● Exercise directions
Pull out every line of the material below that contains the word "paper", treating uppercase and lowercase as different.

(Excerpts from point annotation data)
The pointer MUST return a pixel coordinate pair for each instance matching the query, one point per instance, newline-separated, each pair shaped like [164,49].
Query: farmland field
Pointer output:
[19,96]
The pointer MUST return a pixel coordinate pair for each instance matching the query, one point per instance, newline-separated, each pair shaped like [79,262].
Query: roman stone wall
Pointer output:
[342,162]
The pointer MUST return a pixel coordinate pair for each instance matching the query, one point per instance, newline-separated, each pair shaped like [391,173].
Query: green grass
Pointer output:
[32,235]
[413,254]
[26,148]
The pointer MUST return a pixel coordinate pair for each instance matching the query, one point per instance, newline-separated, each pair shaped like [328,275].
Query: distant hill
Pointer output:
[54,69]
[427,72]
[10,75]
* * *
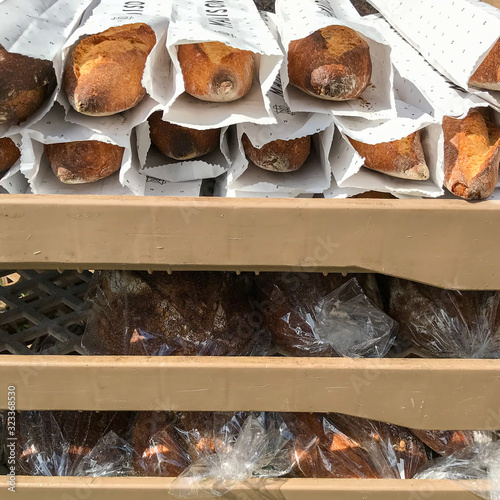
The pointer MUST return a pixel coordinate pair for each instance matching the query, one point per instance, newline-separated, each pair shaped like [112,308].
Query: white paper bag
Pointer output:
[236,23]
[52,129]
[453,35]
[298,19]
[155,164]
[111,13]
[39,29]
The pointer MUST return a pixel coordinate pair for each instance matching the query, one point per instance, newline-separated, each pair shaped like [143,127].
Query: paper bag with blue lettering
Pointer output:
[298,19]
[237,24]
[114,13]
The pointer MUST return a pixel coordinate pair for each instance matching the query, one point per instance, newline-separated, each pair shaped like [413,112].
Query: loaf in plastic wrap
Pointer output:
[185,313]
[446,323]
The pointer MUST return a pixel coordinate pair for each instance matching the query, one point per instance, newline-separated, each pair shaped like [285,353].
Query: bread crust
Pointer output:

● The reply
Query: white paper bag
Query: paper bag with blue lettering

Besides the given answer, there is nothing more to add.